- [REQUIREMENT] Please copy the entries between the line holding "The client would like the white baseball" and the line holding "[35,302,123,354]", inclusive. Raise every bounding-box coordinate by 50 and leave all other text unchanged.

- [Saved entries]
⁂

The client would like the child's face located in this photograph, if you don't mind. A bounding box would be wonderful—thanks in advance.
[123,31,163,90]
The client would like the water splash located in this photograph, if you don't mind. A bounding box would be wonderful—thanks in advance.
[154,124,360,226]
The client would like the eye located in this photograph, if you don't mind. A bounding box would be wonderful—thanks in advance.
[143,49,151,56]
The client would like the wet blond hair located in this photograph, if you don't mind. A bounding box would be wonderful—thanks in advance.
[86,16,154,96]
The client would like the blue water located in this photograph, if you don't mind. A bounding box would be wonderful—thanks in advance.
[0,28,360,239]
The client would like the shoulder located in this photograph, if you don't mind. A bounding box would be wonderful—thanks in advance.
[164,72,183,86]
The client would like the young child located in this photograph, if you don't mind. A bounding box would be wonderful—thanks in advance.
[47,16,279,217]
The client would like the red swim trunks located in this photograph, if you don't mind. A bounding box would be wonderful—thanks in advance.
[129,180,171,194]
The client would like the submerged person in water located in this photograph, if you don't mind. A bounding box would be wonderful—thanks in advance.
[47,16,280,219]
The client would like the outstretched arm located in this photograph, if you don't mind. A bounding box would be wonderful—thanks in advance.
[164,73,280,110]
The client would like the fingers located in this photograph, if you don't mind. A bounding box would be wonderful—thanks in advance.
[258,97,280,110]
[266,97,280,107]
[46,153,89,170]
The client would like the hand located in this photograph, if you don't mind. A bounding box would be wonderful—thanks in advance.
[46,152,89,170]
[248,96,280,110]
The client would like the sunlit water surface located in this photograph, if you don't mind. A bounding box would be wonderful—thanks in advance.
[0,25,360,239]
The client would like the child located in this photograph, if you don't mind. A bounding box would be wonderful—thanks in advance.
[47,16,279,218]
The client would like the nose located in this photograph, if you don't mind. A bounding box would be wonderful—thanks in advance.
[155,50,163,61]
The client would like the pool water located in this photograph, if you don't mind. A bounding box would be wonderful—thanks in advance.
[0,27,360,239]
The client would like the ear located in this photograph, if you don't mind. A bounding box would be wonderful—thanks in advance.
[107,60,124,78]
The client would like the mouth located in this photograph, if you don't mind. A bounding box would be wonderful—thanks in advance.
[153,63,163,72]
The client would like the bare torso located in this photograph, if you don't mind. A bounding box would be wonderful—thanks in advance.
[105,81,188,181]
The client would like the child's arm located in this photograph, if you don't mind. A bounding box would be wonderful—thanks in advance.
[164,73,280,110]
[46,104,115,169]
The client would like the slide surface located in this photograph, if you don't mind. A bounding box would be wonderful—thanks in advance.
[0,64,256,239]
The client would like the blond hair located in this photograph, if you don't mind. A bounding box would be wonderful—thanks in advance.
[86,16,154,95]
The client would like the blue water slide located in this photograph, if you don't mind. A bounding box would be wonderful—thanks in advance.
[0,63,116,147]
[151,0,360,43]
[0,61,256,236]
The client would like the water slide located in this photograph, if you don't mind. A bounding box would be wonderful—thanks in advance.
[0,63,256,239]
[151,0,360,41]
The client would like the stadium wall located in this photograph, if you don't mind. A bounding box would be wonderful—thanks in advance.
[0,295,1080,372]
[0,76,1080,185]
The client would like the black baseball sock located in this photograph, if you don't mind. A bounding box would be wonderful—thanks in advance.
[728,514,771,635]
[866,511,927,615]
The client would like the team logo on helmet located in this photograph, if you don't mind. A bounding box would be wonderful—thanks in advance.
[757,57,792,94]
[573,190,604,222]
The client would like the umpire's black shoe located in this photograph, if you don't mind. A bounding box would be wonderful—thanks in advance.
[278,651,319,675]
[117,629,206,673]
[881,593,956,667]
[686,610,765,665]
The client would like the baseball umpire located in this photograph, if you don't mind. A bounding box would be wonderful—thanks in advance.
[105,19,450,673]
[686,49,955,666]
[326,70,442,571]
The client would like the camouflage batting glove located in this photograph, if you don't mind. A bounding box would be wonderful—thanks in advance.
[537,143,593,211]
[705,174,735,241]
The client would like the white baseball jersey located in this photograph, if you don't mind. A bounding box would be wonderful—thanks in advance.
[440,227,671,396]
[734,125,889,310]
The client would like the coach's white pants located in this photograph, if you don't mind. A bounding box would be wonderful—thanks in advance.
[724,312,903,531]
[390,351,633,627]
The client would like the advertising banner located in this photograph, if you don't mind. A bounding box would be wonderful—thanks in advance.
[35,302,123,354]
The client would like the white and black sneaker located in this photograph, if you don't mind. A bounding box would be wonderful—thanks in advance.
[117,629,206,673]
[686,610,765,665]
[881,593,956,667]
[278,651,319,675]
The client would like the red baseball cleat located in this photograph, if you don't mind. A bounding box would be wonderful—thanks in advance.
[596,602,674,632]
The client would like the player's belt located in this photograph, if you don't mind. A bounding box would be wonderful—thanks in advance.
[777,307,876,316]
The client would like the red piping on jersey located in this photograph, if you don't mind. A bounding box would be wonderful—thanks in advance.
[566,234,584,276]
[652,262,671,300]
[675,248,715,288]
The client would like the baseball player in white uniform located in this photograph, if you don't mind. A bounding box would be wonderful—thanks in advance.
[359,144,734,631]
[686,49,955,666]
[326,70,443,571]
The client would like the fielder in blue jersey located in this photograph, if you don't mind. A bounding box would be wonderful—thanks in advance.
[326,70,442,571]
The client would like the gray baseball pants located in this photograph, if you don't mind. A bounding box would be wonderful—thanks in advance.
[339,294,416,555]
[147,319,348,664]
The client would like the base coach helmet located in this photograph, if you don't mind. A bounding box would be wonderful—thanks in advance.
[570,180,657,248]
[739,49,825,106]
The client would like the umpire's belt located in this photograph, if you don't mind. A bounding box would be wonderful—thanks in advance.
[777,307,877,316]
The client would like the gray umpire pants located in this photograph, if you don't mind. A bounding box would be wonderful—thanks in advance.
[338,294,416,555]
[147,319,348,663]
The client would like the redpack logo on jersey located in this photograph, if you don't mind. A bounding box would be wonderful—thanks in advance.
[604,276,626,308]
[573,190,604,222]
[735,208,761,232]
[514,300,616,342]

⁂

- [ANSWER TO THE PROBLEM]
The client would like the white baseball jersey located in this photograph, if you don't mind. A bounding box would be wonderful—thanks in advance.
[490,277,721,446]
[784,175,939,360]
The client would like the coach's white pants located in this photograph, if you don't mind. A bounding box would be wonderful—thanks in advance.
[774,362,953,581]
[440,401,683,677]
The client would like the advertising banner located in this photograph, if you don't mind. A bounding box would be wonderful—thanks in advance.
[85,352,173,404]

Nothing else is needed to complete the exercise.